#### Document section:
+ + + +

In 1665, Arabella Churchill became Maid of Honour to Anne Hyde and began an affair with her husband James, then Duke of York. This led to appointments for her three brothers and in 1666, George was commissioned as Lieutenant in the Royal Navy. He did not serve at sea, instead acting as page to the Earl of Sandwich, envoy to Spain from 1666 to 1668.

Returning from Spain in 1668, his father's financial troubles meant George spent a brief period as a Draper's apprentice, one of the powerful trade associations that dominated the City of London. He returned to military service during the Third Anglo-Dutch War in 1672 and thereafter held a series of positions in the army and navy.

Charles Churchill had previously served at the Danish court, where he became friends with Prince George of Denmark. In 1683, Prince George married James' younger daughter, 18-year-old Anne; John's wife Sarah Churchill was appointed Anne's Lady of the Bedchamber, while her brother-in-law Colonel Charles Griffin became Prince George's senior aide. The Churchills and their relatives formed a central part of the so-called 'Cockpit circle', named after Anne's apartments in Whitehall Palace. George was particularly close to Prince George and owed much of his later success to their friendship.

+ + + +

#### Data shown:
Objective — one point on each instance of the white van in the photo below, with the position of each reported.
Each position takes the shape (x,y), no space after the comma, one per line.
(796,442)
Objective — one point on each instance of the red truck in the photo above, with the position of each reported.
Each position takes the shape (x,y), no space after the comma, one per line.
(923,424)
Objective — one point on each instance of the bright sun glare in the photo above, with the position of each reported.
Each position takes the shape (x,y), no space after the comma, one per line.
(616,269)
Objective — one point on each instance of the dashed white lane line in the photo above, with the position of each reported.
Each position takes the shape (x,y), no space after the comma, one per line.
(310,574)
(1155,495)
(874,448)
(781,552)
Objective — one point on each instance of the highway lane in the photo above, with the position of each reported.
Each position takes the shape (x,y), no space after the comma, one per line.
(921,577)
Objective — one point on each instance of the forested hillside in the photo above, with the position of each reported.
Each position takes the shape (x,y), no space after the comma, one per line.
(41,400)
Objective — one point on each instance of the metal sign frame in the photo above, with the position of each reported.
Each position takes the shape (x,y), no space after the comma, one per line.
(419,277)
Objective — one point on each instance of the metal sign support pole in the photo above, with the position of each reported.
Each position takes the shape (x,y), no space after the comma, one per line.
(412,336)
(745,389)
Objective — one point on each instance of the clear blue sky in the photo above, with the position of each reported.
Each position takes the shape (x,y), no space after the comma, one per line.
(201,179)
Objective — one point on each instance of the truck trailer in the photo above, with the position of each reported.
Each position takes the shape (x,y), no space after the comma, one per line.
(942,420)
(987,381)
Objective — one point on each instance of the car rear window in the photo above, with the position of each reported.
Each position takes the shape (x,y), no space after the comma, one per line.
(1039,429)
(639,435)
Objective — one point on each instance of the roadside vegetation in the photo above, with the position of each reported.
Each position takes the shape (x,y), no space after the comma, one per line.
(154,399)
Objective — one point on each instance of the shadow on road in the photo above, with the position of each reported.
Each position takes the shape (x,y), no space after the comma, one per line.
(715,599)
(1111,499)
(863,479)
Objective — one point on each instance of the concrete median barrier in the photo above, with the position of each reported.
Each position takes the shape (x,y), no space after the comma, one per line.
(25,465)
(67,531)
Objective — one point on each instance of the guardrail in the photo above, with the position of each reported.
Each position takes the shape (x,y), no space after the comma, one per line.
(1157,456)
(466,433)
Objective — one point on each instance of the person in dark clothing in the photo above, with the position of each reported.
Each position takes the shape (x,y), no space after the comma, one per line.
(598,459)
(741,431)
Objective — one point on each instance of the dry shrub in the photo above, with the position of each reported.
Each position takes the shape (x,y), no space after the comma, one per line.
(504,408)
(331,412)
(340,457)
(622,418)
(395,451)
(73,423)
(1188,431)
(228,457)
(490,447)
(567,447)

+ + + +

#### Aim of the exercise:
Extract the complete text on George Churchill's early career, word for word. The records have no connection to the text.

#### Task solution:
In 1665, Arabella Churchill became Maid of Honour to Anne Hyde and began an affair with her husband James, then Duke of York. This led to appointments for her three brothers and in 1666, George was commissioned as Lieutenant in the Royal Navy. He did not serve at sea, instead acting as page to the Earl of Sandwich, envoy to Spain from 1666 to 1668.

Returning from Spain in 1668, his father's financial troubles meant George spent a brief period as a Draper's apprentice, one of the powerful trade associations that dominated the City of London. He returned to military service during the Third Anglo-Dutch War in 1672 and thereafter held a series of positions in the army and navy.

Charles Churchill had previously served at the Danish court, where he became friends with Prince George of Denmark. In 1683, Prince George married James' younger daughter, 18-year-old Anne; John's wife Sarah Churchill was appointed Anne's Lady of the Bedchamber, while her brother-in-law Colonel Charles Griffin became Prince George's senior aide. The Churchills and their relatives formed a central part of the so-called 'Cockpit circle', named after Anne's apartments in Whitehall Palace. George was particularly close to Prince George and owed much of his later success to their friendship.